> _Direction_
Reproduce the stretch of the records below from their start through the line containing "[[239, 156]]", keeping each line unchanged. Leave the pictures out of your copy.

+++

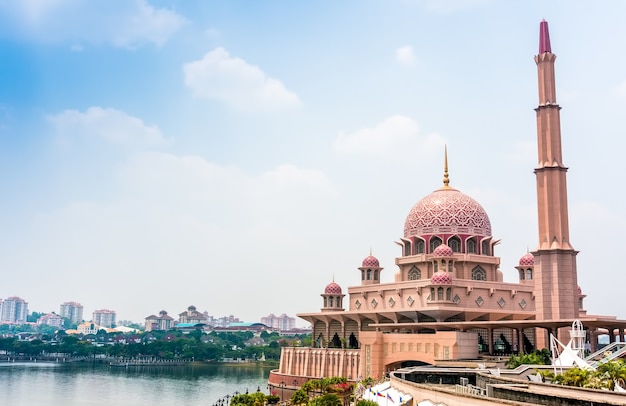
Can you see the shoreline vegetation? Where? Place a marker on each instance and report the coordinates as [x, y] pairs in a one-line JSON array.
[[122, 362], [197, 346]]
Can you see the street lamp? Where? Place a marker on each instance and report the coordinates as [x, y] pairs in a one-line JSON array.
[[282, 391]]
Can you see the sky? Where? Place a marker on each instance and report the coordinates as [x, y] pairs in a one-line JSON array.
[[239, 156]]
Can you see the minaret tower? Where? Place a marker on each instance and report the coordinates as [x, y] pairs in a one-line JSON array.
[[555, 279]]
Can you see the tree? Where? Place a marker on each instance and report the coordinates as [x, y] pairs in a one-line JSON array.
[[328, 399], [300, 397]]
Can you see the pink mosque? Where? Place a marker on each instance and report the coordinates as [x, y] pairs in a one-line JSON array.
[[448, 300]]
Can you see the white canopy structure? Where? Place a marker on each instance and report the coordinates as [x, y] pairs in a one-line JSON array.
[[385, 395]]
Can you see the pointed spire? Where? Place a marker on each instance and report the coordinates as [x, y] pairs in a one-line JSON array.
[[544, 38], [446, 179]]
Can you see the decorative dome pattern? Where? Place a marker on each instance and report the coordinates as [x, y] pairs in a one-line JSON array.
[[527, 260], [371, 262], [441, 278], [447, 211], [332, 289], [443, 251]]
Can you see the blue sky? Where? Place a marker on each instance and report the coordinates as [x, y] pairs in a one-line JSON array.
[[238, 156]]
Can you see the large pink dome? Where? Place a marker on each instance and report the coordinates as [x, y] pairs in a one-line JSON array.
[[332, 289], [447, 211], [441, 278], [370, 262], [443, 251]]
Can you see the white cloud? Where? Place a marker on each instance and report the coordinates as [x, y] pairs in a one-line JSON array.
[[179, 221], [232, 80], [128, 24], [453, 6], [109, 124], [405, 56], [620, 90], [395, 138]]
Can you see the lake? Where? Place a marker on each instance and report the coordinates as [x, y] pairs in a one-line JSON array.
[[78, 384]]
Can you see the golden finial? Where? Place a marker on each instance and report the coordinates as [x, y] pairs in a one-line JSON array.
[[446, 179]]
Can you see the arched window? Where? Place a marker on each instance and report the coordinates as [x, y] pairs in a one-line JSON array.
[[415, 274], [455, 244], [407, 248], [479, 274], [352, 341], [419, 246], [434, 243], [471, 246]]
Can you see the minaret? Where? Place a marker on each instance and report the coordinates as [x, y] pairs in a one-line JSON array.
[[555, 278]]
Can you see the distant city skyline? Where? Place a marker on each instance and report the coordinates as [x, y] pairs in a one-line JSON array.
[[239, 156], [16, 311]]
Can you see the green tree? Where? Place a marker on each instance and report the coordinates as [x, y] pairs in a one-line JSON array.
[[328, 399], [300, 397]]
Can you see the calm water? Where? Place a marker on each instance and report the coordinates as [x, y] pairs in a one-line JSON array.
[[49, 384]]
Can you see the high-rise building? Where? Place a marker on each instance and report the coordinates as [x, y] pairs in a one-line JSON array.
[[280, 323], [72, 311], [51, 319], [104, 318], [13, 310], [161, 322]]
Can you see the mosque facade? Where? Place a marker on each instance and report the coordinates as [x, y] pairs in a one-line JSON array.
[[448, 300]]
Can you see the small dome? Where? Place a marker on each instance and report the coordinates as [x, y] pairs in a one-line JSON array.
[[370, 262], [443, 251], [332, 289], [441, 278], [527, 259]]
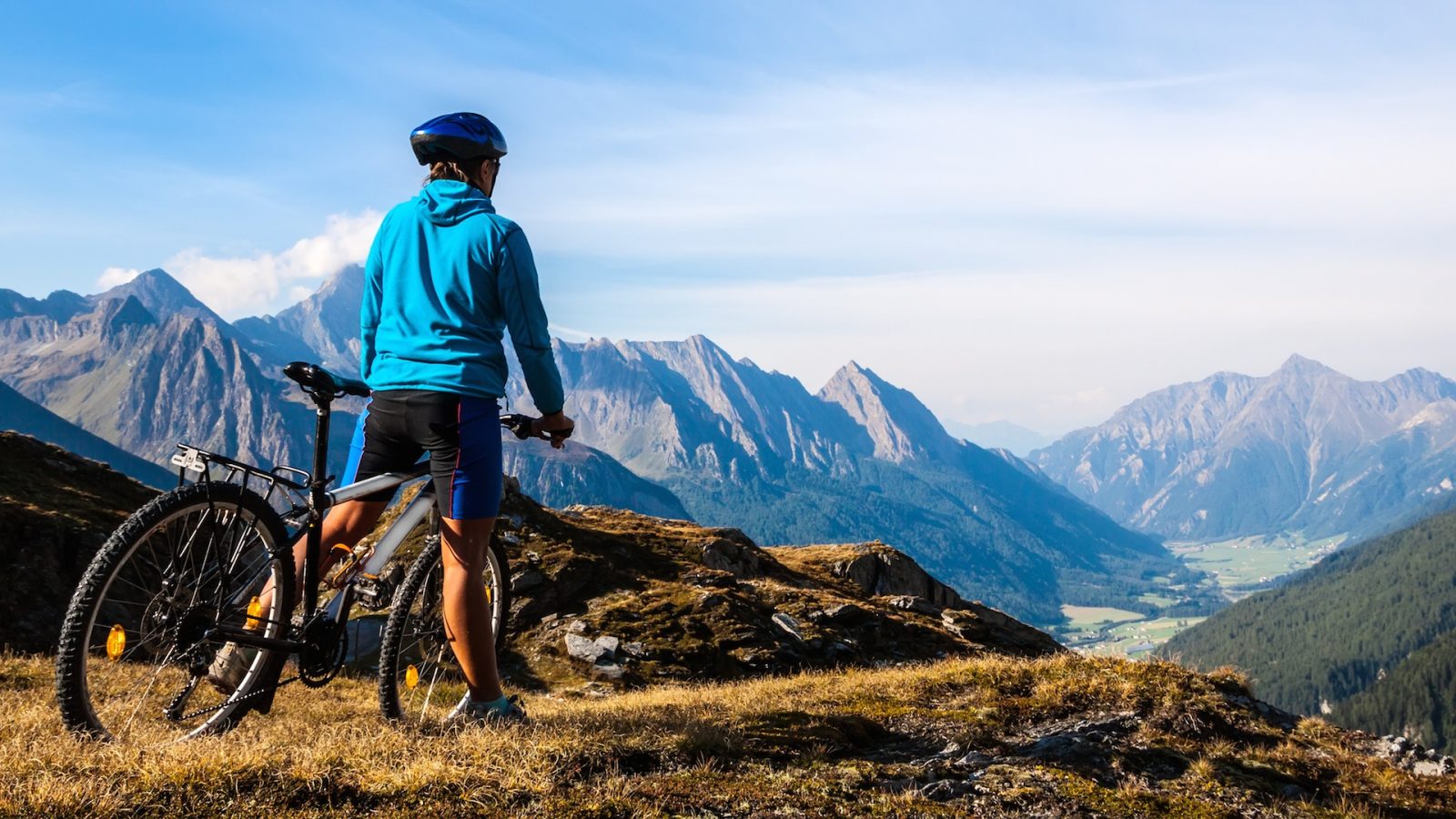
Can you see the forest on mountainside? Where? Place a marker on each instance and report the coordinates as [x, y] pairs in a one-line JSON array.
[[1334, 630]]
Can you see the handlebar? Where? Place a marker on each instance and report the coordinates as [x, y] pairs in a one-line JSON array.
[[521, 428]]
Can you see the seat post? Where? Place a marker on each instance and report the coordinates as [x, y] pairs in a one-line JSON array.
[[317, 500]]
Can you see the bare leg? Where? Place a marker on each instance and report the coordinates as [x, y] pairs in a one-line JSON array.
[[468, 615]]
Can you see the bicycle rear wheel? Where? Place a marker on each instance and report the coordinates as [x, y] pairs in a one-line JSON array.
[[140, 632], [419, 673]]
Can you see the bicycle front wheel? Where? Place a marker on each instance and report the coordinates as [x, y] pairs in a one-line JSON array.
[[143, 630], [419, 672]]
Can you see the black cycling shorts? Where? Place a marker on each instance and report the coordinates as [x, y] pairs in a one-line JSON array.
[[462, 435]]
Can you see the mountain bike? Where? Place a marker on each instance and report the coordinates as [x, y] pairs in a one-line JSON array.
[[186, 576]]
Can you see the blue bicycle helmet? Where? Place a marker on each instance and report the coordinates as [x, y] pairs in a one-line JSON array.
[[458, 136]]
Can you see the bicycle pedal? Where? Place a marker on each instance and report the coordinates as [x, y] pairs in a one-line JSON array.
[[376, 593]]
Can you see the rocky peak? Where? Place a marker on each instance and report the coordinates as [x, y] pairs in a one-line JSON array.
[[118, 314], [160, 295], [1299, 366], [900, 428], [322, 329]]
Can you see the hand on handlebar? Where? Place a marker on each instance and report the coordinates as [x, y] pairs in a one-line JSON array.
[[557, 426]]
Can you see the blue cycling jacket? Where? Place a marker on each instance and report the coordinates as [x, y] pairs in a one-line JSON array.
[[444, 278]]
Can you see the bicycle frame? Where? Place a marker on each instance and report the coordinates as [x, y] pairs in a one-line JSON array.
[[318, 500]]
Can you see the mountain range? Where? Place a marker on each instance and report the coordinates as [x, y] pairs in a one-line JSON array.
[[1366, 637], [676, 429], [1305, 450], [146, 365], [859, 460], [24, 416]]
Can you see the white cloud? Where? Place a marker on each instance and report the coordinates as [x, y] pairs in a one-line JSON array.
[[116, 276], [239, 286]]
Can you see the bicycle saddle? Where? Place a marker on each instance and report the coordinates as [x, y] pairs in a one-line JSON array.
[[313, 378]]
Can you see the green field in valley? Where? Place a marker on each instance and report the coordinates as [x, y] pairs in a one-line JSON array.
[[1244, 566], [1238, 566]]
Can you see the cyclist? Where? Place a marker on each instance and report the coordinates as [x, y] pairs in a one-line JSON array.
[[444, 278]]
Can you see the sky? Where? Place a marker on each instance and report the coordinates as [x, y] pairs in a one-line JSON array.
[[1034, 212]]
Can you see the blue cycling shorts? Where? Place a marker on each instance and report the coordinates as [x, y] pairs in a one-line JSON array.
[[462, 435]]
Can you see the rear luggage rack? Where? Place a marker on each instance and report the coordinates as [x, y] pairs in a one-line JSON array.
[[274, 481]]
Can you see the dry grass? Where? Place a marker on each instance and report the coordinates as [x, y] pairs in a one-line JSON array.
[[807, 745]]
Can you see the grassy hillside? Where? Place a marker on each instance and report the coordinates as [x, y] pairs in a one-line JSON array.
[[1334, 630], [994, 736], [56, 509], [24, 416]]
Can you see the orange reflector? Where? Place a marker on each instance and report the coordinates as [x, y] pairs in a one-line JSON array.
[[116, 642]]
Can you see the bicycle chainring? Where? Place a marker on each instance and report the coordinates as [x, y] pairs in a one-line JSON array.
[[325, 647]]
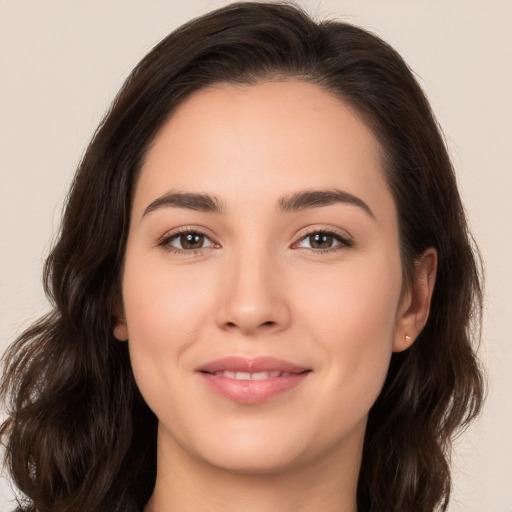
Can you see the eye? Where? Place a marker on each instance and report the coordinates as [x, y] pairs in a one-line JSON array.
[[324, 241], [186, 241]]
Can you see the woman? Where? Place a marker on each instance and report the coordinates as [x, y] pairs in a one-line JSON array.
[[263, 287]]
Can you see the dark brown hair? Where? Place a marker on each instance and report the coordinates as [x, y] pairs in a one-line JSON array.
[[79, 436]]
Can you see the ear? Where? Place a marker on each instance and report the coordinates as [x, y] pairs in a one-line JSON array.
[[415, 305], [120, 327]]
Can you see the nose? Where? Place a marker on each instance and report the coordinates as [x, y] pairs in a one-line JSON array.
[[253, 296]]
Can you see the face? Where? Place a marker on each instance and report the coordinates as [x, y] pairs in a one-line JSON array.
[[262, 278]]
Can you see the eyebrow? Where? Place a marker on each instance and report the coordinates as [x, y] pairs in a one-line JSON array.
[[192, 201], [318, 198], [297, 201]]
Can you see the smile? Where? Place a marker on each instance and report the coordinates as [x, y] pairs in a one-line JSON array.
[[251, 381]]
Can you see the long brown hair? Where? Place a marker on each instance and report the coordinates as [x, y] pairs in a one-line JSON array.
[[79, 436]]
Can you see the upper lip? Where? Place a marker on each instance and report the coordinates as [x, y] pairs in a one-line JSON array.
[[251, 365]]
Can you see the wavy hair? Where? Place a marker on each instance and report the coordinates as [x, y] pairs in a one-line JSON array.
[[79, 435]]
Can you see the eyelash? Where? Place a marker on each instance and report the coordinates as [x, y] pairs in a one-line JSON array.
[[344, 242]]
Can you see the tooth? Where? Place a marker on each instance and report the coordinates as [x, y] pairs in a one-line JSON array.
[[259, 375], [264, 375]]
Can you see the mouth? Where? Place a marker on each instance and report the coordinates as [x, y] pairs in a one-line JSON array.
[[252, 381]]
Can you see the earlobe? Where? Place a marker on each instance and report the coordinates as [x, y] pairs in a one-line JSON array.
[[121, 330], [416, 304]]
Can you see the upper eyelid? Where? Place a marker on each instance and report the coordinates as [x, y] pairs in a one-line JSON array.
[[341, 235]]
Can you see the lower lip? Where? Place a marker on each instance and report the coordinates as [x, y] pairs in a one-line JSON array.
[[253, 391]]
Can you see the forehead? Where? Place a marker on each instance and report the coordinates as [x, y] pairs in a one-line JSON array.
[[271, 138]]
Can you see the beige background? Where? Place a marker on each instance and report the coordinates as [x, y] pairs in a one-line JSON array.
[[61, 62]]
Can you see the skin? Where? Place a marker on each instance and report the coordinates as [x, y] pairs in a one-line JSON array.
[[260, 286]]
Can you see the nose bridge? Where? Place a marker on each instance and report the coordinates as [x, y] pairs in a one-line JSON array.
[[253, 295]]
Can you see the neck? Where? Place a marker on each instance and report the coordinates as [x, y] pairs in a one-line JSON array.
[[186, 484]]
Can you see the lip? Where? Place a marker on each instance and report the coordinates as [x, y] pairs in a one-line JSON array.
[[252, 391]]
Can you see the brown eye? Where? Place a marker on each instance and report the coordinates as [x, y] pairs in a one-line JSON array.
[[321, 241], [324, 241], [191, 241], [186, 241]]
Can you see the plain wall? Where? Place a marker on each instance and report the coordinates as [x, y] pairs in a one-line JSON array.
[[61, 63]]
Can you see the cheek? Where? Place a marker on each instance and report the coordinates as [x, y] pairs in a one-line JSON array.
[[352, 315], [166, 312]]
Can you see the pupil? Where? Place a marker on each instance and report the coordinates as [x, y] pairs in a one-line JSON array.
[[192, 241], [321, 241]]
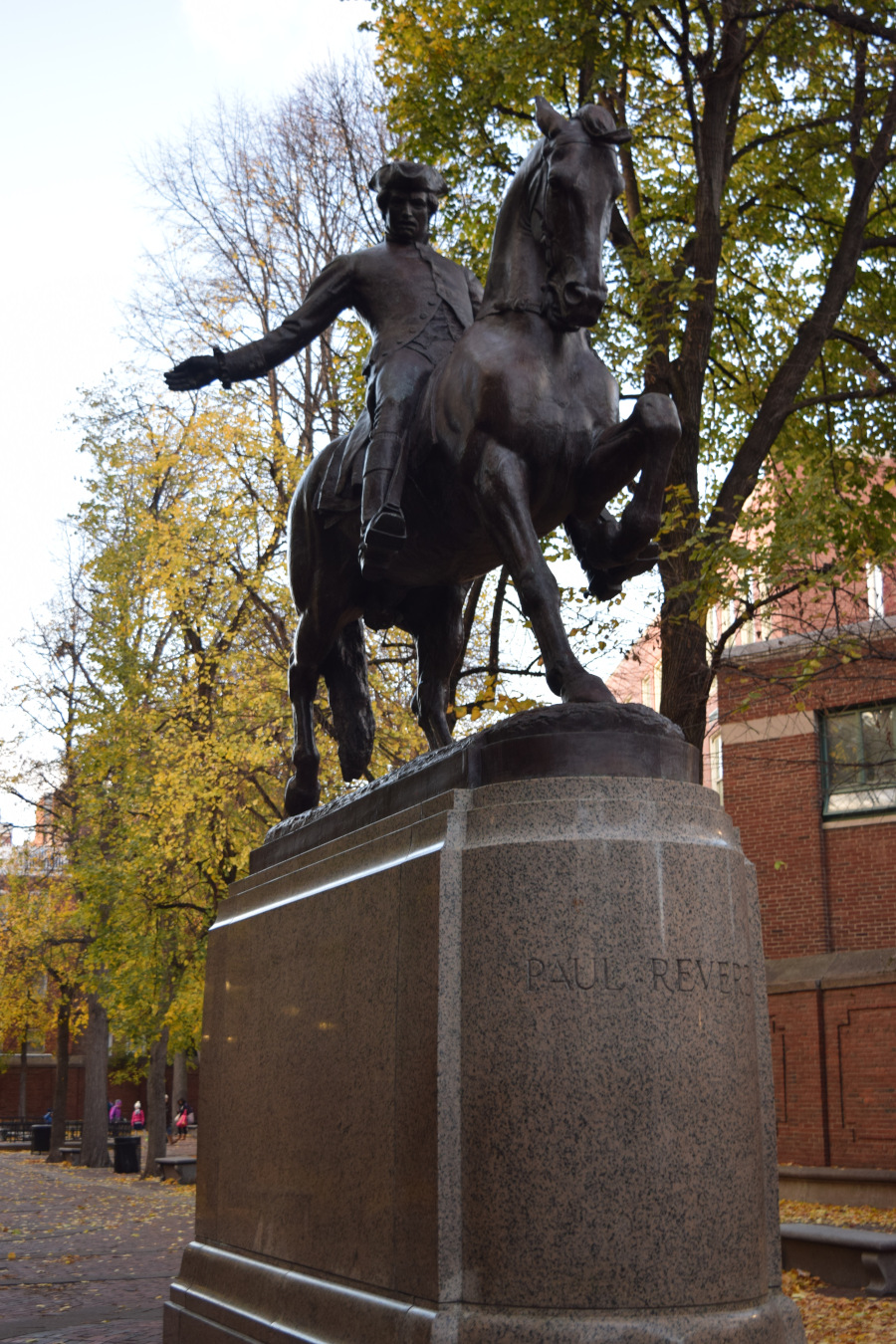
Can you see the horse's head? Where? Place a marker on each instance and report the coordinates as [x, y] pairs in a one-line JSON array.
[[572, 198]]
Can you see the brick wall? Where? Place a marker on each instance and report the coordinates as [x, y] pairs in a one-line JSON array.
[[799, 1095], [823, 890]]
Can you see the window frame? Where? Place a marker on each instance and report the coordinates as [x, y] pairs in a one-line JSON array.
[[865, 798]]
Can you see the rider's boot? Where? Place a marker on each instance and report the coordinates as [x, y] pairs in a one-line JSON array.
[[383, 530]]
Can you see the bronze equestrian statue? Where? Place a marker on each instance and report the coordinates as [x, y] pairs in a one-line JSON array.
[[515, 433]]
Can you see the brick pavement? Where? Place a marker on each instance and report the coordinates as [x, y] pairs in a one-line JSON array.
[[87, 1255]]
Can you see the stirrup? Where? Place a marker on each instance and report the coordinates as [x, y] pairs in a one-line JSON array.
[[384, 535]]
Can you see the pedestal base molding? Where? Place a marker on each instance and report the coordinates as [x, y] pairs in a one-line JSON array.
[[225, 1297]]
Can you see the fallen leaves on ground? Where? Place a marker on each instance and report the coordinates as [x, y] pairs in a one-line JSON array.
[[840, 1320], [838, 1216]]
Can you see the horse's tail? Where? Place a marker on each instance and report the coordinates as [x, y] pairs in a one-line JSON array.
[[344, 671]]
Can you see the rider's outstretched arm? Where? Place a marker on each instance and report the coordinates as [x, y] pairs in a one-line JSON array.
[[332, 292]]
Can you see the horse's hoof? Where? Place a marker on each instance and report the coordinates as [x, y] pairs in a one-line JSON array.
[[299, 797], [584, 688]]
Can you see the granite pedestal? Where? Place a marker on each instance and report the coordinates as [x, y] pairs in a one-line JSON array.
[[485, 1060]]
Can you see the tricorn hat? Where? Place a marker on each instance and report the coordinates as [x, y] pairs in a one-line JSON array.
[[404, 175]]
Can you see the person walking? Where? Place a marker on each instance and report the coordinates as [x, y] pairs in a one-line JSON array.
[[181, 1118]]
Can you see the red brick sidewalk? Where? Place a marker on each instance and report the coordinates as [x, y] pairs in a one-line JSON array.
[[87, 1255]]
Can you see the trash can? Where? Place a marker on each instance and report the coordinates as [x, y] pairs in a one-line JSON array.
[[41, 1139], [126, 1153]]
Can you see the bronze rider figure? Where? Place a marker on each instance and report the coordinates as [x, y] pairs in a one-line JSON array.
[[415, 304]]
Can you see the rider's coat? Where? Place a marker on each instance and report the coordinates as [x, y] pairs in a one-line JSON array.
[[394, 288]]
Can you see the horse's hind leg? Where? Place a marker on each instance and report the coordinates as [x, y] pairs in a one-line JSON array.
[[435, 620], [314, 642], [504, 502], [345, 674]]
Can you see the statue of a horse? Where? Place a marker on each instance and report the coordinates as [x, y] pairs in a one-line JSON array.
[[518, 433]]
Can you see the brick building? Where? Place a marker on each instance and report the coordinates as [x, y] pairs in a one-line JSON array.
[[807, 773]]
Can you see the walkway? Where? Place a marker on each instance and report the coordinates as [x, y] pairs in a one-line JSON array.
[[87, 1256]]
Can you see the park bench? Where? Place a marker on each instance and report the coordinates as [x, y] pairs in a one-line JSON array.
[[848, 1256], [185, 1168]]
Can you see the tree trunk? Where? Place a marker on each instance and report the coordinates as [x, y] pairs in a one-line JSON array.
[[95, 1139], [23, 1077], [156, 1116], [685, 674], [179, 1077], [61, 1086]]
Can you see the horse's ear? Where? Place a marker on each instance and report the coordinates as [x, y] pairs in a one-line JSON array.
[[550, 121]]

+++

> _The output_
Can you see the shoreline vegetation? Where? Place a marker on each instance and report the coordinates as [x, y] pairs in a one-line JSON array.
[[122, 362], [197, 346]]
Can you see the street lamp? Where? Place a marker on each instance and report the coordinates as [x, y] pairs in a one-line JSON array.
[[282, 391]]
Can you see the sky? Where? Place a marker on each instance and report the coordinates as [x, y] pairs in a one-line JSON array.
[[239, 156]]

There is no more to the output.